■ Consigne a: Relevez chaque ligne des enregistrements ci-dessous où figure le mot "white".

■ Page:

• • •

IL est si vrai que les jardins symbolisent pour l’homme le beau et le bon dans leur plus haute expression et dans leur alliance la plus intime, que lorsque les voyants, les prophètes, les poëtes, les instituteurs des peuples ont voulu donner une idée du séjour de la félicité suprême, ils n’ont jamais imaginé autre chose qu’un jardin paré des merveilles de la nature et embelli par les chefs-d’œuvre de l’art. Toutes les mythologies antiques donnent pour demeure d’outre-tombe aux héros, aux sages, aux justes, des jardins. Les Champs-Élyséens des Grecs et des Latins ne sont pas autre chose. Virgile y fait descendre le pieux Énée, conduit par la sibylle, auprès de son père Anchise, pour s’entretenir avec lui des destinées futures de sa race. Le héros troyen traverse d’abord le sombre Ténare, où les méchants subissent la peine de leurs forfaits; puis il pénètre dans les lieux enchanteurs réservés aux âmes des gens de bien.

Devenere locos lætos et amœna vireta

Fortunatorum nemorum, sedesque beatas.

Là, sur de verts gazons, parmi des bois de myrtes et de lauriers, les Élyséens se livrent aux plaisirs de la palestre, de la lutte, de la danse, de la musique.

• • •

■ Données extraites:
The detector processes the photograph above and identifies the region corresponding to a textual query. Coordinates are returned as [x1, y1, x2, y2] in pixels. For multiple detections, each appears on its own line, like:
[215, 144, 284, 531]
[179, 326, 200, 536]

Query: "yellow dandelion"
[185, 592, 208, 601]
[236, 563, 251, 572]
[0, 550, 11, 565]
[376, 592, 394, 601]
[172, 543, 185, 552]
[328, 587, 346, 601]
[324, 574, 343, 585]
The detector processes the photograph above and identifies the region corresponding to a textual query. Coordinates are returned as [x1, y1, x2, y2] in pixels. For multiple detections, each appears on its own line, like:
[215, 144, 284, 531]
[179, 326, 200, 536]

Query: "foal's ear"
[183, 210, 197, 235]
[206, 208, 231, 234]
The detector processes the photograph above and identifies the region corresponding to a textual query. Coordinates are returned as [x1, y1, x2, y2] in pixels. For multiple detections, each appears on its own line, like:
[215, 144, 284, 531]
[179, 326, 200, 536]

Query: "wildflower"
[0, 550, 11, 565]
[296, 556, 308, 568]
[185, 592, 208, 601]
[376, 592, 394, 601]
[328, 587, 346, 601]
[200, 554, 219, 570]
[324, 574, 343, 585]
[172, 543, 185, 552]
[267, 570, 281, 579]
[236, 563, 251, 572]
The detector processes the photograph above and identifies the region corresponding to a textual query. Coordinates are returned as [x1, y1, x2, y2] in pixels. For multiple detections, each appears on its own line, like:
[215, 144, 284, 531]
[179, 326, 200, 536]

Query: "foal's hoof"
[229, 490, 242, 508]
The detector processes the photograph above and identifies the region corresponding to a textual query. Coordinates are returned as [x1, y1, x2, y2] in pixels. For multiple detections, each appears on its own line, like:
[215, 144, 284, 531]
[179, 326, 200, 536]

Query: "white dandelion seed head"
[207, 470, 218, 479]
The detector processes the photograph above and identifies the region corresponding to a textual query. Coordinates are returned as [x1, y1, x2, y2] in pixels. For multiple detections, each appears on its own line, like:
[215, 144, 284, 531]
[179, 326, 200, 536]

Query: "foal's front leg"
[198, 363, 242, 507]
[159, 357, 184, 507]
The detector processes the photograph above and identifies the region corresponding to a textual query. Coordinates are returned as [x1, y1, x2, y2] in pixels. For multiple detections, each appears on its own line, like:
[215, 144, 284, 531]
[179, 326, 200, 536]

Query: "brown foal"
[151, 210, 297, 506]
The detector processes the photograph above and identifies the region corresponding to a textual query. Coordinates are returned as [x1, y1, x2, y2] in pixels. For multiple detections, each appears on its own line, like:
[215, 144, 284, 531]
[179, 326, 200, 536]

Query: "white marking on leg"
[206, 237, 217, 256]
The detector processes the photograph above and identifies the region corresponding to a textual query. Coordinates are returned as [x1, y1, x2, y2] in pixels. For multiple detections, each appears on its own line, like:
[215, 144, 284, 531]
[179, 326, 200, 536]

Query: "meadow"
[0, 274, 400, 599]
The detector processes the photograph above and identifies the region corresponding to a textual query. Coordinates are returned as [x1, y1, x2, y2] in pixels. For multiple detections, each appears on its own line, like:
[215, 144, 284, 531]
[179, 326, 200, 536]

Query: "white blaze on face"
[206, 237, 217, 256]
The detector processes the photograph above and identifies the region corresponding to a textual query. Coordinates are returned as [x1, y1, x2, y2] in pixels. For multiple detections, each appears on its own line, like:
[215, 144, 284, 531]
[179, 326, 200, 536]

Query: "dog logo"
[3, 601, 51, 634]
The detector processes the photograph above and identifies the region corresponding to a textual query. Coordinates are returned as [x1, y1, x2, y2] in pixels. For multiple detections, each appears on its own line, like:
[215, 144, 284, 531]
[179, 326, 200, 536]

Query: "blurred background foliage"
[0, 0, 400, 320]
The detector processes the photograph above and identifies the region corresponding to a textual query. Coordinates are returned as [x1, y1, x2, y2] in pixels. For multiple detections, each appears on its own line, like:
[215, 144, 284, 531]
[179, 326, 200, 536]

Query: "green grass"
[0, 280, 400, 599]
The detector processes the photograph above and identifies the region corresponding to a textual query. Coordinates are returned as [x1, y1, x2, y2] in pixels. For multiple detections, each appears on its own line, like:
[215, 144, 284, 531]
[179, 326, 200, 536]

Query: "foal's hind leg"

• • •

■ Consigne b: Citez le passage du texte sur les jardins qui commence à "Là, sur de verts" et se termine à "de la musique.".

■ Réponse a:
Query: "white dandelion seed head"
Query: "white marking on leg"
Query: "white blaze on face"

■ Réponse b:
Là, sur de verts gazons, parmi des bois de myrtes et de lauriers, les Élyséens se livrent aux plaisirs de la palestre, de la lutte, de la danse, de la musique.